Segment Start: Excerpt provided

After the First Wave was so well dealt with by the Covid scientists – Dr Gujadhur, Dr Gaud and Dr Musango – who helped us all completely contain Covid, the unfortunate campaign by the Opposition and the Press against these three epidemiologists, who the public trusted, led to the Government being without a proper “covid czar” to replace the triumvirate of doctors. So, we have been left, during the Second Wave, with the Health Minister, who must defend the Government at all costs by definition, and the Government political nominee Dr Joomaye, who must also defend the Government by definition, too. This lack of an independent team to monitor the health situation has made things so bad that we now need a severe lockdown, not to “contain” the epidemic – it is too late – but just to “slow down its spread”. At the same time, the Opposition and the Press was so critical of the health authorities’ successful dealing with the First Wave – we will hazard a guess how this happened below – that, when they criticize the mishandling of the Second Wave, no-one takes any notice. It sounds like “Cry wolf!”

When LALIT calls for a lockdown now, we bring with us the credibility of having supported the way the Government dealt with the First Wave. Even for the Second Wave, having missed the window of opportunity at the outset to “tuf” the epidemic again, the Government has, even then, managed the vaccine roll-out, and the re-opening of the economy. But, now, when there is a peak nearing, we are in dire straits without a reliable leadership that is independent of the Cabinet. But, we need a lockdown. And the Government needs a three-person-team of epidemiologists (why not the same team? or a similar one?) who can explain a scientific strategy to lower the spread at once, and to protect health care workers and the health care system.

Segment End: Excerpt provided
Segment Start: Source information

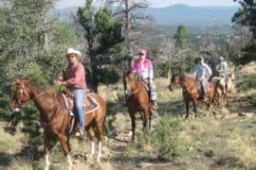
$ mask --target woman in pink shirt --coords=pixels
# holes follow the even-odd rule
[[[64,79],[56,81],[56,85],[66,86],[74,94],[75,113],[77,114],[80,133],[77,136],[82,136],[84,130],[84,110],[83,99],[85,95],[86,82],[85,71],[83,65],[80,62],[81,52],[73,48],[68,48],[66,59],[68,65],[64,74]]]
[[[134,72],[141,76],[143,79],[148,81],[148,86],[150,89],[150,99],[153,103],[153,108],[156,109],[158,106],[156,104],[156,87],[153,82],[154,70],[152,62],[147,59],[147,51],[145,49],[139,50],[139,59],[134,63]]]

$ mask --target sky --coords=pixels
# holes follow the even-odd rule
[[[97,1],[97,0],[95,0]],[[238,6],[233,0],[148,0],[151,3],[151,8],[163,8],[174,4],[185,4],[189,6]],[[58,8],[83,6],[85,0],[60,0]]]

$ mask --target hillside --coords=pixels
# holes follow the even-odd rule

Segment End: Source information

**What the task requires:**
List every doctor named in the excerpt on the Covid waves. Only the excerpt on the Covid waves is needed here, not the lines.

**Task response:**
Dr Gujadhur, Dr Gaud, Dr Musango, Dr Joomaye